Dataset records:
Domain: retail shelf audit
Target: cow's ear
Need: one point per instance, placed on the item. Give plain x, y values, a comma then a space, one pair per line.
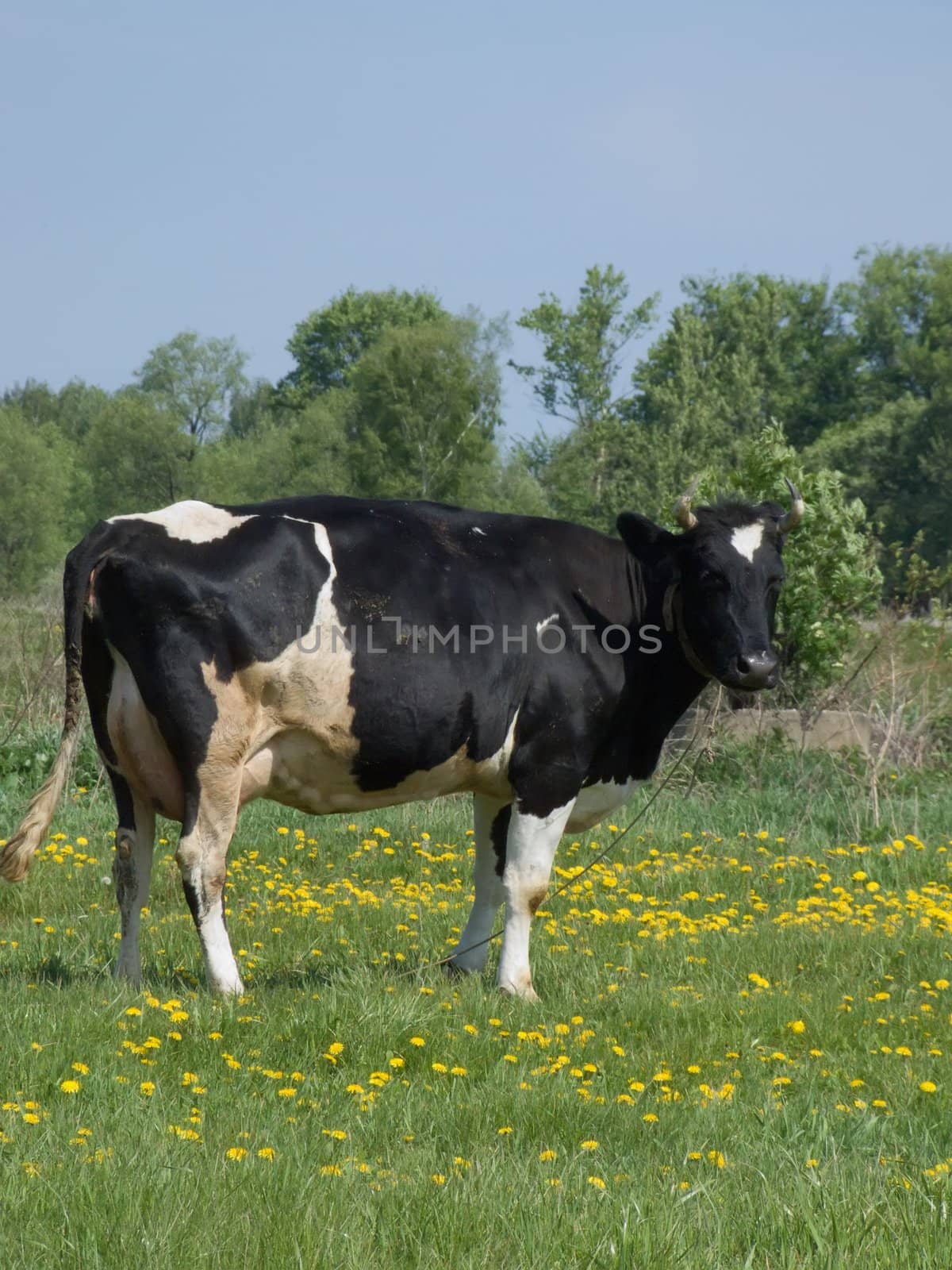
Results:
638, 533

Requirement
Please recast every line of the items above as a Markdown table with the columns Row and Line, one non-blank line per row, and omit the pictures.

The completed task
| Row | Line |
|---|---|
| 1 | Domain: retail shelf audit |
| 2 | Target: cow's ear |
| 3 | Need: one point per instance, placed on the item. Give plain x, y values, a comma then a space, one pair per line. |
| 4 | Results: |
| 5 | 638, 533 |